• WORK TO COMPLETE
In the material below, the lines from the one containing "Where in the photo above can the stadium" through the one containing "Where in the photo above can the football" are to be given again exactly, ends included, and no others.

• INPUT DATA

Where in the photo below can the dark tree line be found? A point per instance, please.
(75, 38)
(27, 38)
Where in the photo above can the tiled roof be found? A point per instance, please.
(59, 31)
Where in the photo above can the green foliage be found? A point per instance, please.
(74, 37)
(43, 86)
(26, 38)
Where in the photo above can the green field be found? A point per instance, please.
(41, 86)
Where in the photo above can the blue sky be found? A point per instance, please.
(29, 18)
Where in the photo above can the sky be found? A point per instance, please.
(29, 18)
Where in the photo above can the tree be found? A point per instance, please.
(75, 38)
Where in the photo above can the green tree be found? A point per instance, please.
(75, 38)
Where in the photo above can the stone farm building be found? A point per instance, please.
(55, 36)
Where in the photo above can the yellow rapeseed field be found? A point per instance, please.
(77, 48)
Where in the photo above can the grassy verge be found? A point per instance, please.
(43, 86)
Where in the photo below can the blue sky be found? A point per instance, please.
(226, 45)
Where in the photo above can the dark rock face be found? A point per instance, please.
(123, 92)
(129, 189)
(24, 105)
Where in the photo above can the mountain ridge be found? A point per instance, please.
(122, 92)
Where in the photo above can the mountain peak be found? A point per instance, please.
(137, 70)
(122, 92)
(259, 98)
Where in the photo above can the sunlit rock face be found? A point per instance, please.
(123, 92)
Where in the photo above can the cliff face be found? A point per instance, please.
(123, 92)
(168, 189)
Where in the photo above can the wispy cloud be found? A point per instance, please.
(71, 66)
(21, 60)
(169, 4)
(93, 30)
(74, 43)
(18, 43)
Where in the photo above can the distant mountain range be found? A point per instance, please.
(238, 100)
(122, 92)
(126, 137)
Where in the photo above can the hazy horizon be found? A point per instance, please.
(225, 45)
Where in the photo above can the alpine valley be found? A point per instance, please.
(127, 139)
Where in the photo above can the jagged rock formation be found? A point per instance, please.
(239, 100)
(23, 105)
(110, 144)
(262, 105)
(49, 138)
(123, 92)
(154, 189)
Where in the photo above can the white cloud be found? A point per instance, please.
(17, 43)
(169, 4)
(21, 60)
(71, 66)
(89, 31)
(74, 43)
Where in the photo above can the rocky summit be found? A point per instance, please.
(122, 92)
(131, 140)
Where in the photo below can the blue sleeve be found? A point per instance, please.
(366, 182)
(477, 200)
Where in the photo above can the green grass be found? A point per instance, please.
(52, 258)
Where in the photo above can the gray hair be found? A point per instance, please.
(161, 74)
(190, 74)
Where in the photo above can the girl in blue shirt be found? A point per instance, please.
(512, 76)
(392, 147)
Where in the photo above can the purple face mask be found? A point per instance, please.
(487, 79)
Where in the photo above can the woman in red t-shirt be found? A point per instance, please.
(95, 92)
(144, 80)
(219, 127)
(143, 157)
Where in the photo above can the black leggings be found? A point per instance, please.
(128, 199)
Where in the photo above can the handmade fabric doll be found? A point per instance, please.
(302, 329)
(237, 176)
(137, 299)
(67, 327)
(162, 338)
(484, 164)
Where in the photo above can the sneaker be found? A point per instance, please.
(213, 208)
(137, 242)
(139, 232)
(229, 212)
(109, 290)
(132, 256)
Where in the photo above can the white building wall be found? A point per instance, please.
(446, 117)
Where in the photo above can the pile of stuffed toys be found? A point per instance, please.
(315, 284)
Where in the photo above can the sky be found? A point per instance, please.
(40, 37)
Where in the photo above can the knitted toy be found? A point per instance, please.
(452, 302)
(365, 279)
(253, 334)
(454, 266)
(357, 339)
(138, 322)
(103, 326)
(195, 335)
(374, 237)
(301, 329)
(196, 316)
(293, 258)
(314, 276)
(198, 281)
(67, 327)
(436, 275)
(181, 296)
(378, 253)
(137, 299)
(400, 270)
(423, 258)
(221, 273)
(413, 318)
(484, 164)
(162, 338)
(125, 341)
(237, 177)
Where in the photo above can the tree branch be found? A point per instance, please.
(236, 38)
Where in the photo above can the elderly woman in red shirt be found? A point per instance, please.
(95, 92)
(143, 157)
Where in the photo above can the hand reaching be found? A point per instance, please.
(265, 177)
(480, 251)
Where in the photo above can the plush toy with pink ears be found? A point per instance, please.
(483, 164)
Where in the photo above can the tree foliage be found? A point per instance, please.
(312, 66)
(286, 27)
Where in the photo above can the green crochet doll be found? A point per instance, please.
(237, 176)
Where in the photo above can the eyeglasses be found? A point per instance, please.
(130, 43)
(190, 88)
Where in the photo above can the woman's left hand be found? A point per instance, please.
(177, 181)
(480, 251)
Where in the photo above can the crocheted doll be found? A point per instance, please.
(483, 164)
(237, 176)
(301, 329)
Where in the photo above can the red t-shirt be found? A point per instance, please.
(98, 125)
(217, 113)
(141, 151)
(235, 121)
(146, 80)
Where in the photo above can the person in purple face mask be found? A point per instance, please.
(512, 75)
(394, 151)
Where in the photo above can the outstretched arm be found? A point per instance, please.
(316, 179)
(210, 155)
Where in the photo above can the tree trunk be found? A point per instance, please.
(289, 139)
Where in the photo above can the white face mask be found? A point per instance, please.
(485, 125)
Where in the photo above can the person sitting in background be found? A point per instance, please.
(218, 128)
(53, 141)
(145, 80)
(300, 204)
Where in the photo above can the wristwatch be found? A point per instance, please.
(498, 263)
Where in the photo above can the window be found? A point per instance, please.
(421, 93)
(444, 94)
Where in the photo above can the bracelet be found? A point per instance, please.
--
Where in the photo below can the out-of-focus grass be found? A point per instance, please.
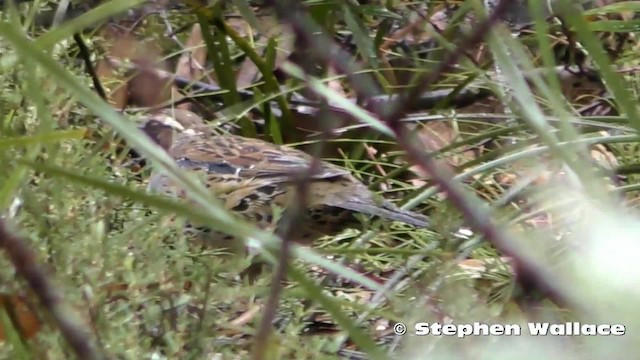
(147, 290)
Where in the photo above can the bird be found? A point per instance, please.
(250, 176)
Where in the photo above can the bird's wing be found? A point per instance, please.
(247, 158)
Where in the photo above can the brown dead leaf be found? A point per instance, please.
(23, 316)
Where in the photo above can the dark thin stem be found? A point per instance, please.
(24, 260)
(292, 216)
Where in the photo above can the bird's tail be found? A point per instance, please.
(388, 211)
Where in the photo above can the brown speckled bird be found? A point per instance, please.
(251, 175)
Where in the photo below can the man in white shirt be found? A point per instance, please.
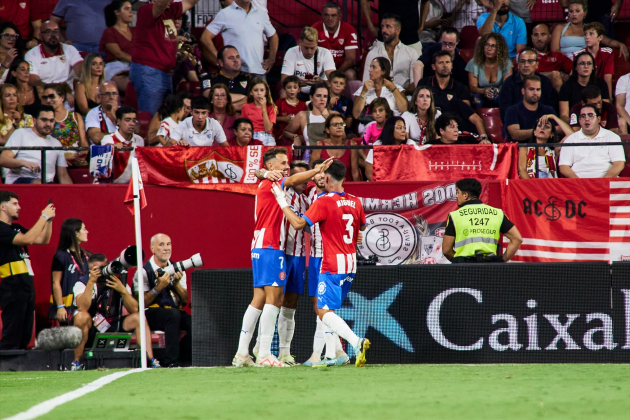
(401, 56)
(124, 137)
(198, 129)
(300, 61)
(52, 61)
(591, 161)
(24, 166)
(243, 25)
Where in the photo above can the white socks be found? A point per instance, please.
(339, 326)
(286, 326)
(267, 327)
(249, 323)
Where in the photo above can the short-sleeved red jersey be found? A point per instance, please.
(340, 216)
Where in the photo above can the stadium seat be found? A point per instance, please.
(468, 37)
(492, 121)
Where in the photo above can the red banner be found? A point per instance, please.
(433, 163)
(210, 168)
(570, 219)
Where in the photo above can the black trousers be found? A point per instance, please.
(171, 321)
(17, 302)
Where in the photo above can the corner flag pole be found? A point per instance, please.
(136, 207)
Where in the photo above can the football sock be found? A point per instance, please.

• RESPONSE AREA
Where in the photo above can the stadium seat be found? A point per instance, please.
(468, 37)
(492, 121)
Where in the photo above can the red banner be found? A point per instance, please.
(433, 163)
(210, 168)
(570, 219)
Where in the photo above can the black trousers be found? A point per instance, please.
(171, 321)
(17, 302)
Where in the photo above can the corner flag pole be found? A point per instance, please.
(136, 207)
Where in the photo above can the football sock be found? A point per instance, please.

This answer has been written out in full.